_EXTRACT_

# # # # #

Briefly

Washington, D.C.

Web site aids trackers of art stolen by Nazis

People searching for art that was stolen by the Nazis have a new tool: a Web site that allows U.S. museum collections to be checked for long-lost pieces.

The Nazi-Era Provenance Internet Portal — www.nepip.org — is a searchable registry for people looking for items that disappeared in Europe between 1932 and 1946. It goes online today.

So far 66 museums have signed up to participate in the program overseen by the American Association of Museums. They include the Metropolitan Museum of Art in New York and the Chicago Institute of Art. The Web site has indexed 5,761 of their objects and an additional 1,663 are in process.

Florida

Former congressman ‘Mr. Clean’ dies at 92

Charles Bennett, a Florida Democrat who served 44 years in the U.S. House of Representatives and earned the nickname “Mr. Clean” for championing ethical reforms, died Sept. 6 at a nursing center in Jacksonville, Fla. He had a stroke and a heart attack last year. He was 92.

Bennett was elected to the House in 1948, representing the Jacksonville area, and declined to seek re-election in 1992.

His career was underscored by a devotion to reform packages, from political ethics to animal rights, and legislation to help those with disabilities.

A co-sponsor of the Americans With Disabilities Act, he was disabled after contracting polio during World War II, when he was a guerrilla fighter in the Philippines. He spent his years on Capitol Hill using a wheelchair or cane.

Washington, D.C.

NASA plan details needed changes

Seven months after the Columbia tragedy, NASA has come up with a “return to flight” plan — one that envisions a resumption of flights as early as next March.

The 78-page report offers a look at the steps the space agency has been taking since the Feb. 1 accident to comply with the recommendations from the Columbia Accident Investigation Board.

The NASA plan, which will be released today, lists a number of improvements — including ways to better facilitate communication.

To address safety questions, the report said NASA was reviewing ways to harden the shuttle against damage caused by debris impacts, such as the one that doomed Columbia and its seven astronauts.

Space officials also will add a suite of cameras in various locations on the shuttle to get a better idea of any possible damage, according to the report.

Miami

Hurricanes Isabel, Fabian churn in Atlantic

Isabel strengthened from a tropical storm into the fourth Atlantic hurricane of the season Sunday, but forecasters said it was still several days from reaching land.

# # # # #

_DATASET EXCERPTS_
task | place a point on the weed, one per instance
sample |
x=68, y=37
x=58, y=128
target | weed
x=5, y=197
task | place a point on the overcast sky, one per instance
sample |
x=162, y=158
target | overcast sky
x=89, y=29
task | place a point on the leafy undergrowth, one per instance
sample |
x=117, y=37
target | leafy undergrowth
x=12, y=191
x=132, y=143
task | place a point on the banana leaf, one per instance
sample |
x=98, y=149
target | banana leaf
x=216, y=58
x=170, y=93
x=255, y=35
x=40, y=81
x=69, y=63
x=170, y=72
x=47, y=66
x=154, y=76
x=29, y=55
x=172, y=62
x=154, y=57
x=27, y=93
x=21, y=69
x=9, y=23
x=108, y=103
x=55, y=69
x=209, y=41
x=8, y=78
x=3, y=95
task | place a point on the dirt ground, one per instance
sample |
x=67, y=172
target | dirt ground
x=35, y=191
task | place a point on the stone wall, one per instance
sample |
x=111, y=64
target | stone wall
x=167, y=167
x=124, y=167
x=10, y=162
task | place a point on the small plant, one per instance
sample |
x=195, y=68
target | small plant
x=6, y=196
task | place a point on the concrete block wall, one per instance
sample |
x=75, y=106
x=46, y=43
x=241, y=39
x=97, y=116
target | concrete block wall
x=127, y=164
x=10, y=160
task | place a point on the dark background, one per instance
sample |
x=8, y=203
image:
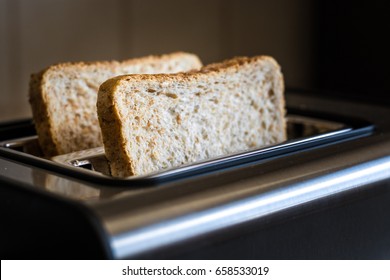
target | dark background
x=338, y=47
x=352, y=50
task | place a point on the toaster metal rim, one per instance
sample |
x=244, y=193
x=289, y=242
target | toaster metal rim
x=68, y=167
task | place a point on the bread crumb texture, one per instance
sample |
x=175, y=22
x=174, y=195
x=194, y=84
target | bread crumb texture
x=63, y=97
x=154, y=122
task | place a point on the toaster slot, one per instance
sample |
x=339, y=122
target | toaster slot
x=303, y=131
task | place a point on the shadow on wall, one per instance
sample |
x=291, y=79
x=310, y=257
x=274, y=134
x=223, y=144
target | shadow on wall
x=39, y=33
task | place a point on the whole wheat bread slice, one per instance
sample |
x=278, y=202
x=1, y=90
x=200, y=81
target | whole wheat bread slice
x=153, y=122
x=63, y=97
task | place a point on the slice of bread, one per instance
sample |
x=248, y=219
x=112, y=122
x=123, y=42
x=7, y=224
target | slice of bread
x=63, y=97
x=153, y=122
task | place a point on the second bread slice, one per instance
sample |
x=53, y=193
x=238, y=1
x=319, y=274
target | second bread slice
x=154, y=122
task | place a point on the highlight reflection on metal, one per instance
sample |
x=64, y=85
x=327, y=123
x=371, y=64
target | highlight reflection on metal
x=185, y=227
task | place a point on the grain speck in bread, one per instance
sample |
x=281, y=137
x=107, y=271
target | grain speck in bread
x=154, y=122
x=63, y=97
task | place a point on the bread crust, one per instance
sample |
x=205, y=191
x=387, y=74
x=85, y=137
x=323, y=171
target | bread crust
x=54, y=134
x=117, y=93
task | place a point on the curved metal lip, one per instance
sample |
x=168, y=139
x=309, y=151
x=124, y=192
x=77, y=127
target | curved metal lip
x=180, y=228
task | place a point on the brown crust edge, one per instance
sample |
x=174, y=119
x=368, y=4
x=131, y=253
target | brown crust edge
x=40, y=113
x=111, y=128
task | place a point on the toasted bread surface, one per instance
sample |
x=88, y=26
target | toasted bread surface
x=153, y=122
x=63, y=97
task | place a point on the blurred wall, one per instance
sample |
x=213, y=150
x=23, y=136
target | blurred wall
x=35, y=34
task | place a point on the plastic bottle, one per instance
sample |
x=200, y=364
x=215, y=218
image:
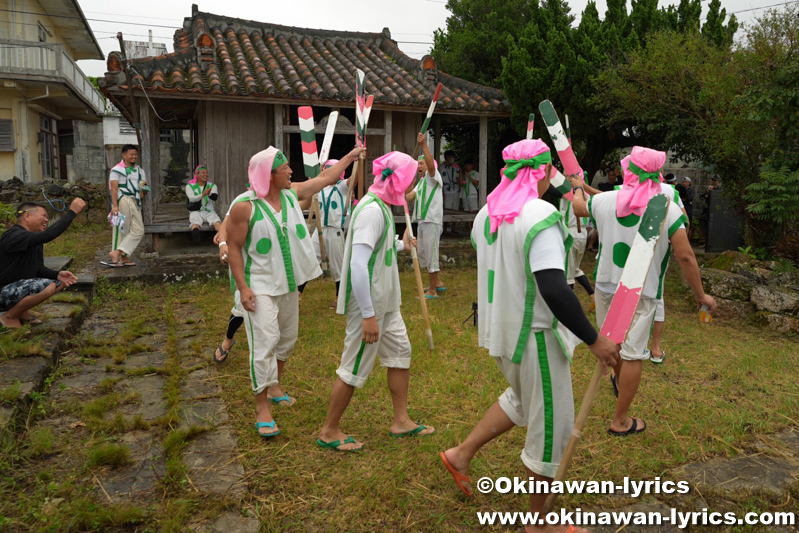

# # # # #

_WORK ORDER_
Condense the paragraph of the news briefs that begins "So far 66 museums" into a short bulleted list that keeps its main facts. Rely on the news briefs alone.

_SOLUTION FOR THIS EXERCISE_
- 66 museums have joined the program, which the American Association of Museums oversees.
- They include the Metropolitan Museum of Art in New York and the Chicago Institute of Art.
- The Web site has indexed 5,761 of their objects, and 1,663 more are in process.